GOAL: Rewrite the stretch from the start of the records through the line containing "<point>547,387</point>", changing "necktie" to "bow tie" and keeping everything else the same. Return only those lines.
+--
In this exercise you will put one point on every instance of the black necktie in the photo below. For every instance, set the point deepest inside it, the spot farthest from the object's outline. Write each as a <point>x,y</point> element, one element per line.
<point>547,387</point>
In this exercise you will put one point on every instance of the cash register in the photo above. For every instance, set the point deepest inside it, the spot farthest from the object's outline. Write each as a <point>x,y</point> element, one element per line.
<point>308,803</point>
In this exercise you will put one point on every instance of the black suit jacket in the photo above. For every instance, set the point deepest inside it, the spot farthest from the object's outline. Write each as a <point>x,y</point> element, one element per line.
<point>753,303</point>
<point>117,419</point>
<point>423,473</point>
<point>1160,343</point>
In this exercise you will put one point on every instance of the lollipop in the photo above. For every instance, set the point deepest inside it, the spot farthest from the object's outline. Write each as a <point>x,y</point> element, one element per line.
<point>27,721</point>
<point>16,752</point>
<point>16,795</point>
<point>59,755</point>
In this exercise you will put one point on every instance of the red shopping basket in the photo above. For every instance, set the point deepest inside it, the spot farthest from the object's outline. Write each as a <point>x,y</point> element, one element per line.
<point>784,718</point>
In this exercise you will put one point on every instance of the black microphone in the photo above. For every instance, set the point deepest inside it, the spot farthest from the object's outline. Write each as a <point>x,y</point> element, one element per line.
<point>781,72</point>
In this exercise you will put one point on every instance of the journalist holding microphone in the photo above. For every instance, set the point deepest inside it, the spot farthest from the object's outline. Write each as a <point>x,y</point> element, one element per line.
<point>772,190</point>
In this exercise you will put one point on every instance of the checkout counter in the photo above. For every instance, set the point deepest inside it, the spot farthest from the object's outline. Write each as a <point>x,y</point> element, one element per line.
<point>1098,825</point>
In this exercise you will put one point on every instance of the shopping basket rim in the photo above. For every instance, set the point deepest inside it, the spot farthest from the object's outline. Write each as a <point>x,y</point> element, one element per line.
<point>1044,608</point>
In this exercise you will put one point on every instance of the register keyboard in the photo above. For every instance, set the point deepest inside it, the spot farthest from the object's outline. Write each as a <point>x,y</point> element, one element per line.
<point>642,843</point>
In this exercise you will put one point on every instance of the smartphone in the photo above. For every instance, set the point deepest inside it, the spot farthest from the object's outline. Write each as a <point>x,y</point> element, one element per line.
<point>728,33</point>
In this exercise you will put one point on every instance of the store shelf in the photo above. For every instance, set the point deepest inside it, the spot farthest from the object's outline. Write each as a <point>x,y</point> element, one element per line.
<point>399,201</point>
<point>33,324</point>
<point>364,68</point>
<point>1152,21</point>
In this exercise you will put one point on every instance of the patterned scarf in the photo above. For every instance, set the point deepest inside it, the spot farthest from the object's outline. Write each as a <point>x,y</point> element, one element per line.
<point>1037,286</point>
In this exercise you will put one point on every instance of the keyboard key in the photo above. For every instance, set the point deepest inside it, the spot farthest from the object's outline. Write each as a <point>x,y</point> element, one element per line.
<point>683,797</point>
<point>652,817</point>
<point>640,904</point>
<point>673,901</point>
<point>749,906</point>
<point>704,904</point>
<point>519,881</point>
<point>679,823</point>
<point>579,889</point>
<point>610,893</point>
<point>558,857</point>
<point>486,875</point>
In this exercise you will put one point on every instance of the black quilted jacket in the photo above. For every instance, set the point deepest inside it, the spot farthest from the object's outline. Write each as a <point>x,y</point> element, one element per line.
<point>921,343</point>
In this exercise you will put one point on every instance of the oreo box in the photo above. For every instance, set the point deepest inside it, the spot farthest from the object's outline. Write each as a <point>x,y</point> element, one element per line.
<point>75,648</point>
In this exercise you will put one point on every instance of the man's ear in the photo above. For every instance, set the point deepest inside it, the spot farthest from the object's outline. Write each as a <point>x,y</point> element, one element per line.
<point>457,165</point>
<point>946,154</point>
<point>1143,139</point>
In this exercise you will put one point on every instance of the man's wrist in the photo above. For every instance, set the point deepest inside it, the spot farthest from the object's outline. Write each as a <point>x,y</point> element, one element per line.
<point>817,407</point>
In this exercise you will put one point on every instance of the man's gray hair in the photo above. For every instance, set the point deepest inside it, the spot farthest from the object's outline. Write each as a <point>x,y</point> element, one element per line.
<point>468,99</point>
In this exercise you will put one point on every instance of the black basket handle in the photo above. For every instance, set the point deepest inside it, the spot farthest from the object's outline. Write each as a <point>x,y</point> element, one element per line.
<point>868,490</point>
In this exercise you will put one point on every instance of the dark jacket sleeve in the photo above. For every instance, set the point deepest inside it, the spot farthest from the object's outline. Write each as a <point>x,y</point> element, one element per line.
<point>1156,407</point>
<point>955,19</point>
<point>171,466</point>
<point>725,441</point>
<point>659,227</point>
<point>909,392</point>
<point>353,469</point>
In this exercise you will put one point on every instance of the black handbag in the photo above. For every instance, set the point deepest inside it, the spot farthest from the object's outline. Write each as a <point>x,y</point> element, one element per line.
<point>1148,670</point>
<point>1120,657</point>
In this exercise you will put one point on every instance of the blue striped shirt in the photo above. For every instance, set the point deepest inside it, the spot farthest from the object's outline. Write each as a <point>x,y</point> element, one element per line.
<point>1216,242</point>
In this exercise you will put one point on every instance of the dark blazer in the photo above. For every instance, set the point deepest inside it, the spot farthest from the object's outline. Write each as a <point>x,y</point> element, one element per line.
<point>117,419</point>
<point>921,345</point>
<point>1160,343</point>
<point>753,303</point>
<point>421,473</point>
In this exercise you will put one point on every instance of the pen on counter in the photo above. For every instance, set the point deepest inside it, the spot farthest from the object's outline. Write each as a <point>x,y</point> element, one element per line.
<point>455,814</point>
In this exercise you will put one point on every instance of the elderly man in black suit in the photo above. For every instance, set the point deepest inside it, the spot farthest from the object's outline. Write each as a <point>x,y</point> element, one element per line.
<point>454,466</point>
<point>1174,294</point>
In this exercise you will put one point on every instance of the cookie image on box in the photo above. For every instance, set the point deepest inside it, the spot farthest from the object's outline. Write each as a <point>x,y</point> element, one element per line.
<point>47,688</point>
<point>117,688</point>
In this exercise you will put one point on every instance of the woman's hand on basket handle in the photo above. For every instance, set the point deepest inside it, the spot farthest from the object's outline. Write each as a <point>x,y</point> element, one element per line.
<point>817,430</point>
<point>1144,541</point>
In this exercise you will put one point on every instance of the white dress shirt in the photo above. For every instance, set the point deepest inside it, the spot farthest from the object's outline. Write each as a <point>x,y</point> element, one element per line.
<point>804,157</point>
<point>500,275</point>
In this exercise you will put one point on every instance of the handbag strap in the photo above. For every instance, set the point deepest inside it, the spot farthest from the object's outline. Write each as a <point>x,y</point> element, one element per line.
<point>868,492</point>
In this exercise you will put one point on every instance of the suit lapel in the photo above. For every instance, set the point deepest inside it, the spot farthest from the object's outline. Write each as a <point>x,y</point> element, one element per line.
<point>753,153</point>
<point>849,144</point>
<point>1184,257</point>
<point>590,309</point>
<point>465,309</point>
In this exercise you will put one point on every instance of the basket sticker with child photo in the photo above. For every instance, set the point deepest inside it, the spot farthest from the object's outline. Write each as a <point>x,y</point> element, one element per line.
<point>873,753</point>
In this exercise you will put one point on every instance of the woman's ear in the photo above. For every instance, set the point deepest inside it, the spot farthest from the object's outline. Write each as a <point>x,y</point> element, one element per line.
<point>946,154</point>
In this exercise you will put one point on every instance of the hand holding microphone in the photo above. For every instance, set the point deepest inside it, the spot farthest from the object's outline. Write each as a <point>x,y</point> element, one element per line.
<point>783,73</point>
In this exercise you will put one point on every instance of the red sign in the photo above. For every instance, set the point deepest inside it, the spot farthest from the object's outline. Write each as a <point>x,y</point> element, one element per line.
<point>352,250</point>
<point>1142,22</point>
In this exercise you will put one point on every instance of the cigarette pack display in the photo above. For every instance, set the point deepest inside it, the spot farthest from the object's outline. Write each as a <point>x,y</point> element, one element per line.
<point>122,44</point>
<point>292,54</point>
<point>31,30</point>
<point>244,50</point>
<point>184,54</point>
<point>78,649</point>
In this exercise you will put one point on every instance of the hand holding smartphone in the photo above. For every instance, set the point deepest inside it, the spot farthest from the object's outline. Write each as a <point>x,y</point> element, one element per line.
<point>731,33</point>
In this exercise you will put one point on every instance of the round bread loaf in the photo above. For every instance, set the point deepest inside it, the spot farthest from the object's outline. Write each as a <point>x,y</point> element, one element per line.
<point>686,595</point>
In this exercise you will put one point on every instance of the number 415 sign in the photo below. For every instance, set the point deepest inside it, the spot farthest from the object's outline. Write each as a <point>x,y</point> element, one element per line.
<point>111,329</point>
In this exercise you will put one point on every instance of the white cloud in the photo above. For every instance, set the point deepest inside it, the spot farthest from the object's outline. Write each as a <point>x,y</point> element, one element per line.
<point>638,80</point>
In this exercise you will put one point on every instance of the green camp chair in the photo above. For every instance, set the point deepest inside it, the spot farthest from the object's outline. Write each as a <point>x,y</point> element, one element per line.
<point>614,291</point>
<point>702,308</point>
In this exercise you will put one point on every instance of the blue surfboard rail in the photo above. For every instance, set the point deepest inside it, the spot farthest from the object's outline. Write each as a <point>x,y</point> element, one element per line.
+--
WORKED ANSWER:
In this exercise you will put one point on every instance of the black bow tie in the photo below. For every instance, set the point deepest inside it, the spot farthest from the object's outline. Write each as a <point>x,y</point> element, one element per line.
<point>547,387</point>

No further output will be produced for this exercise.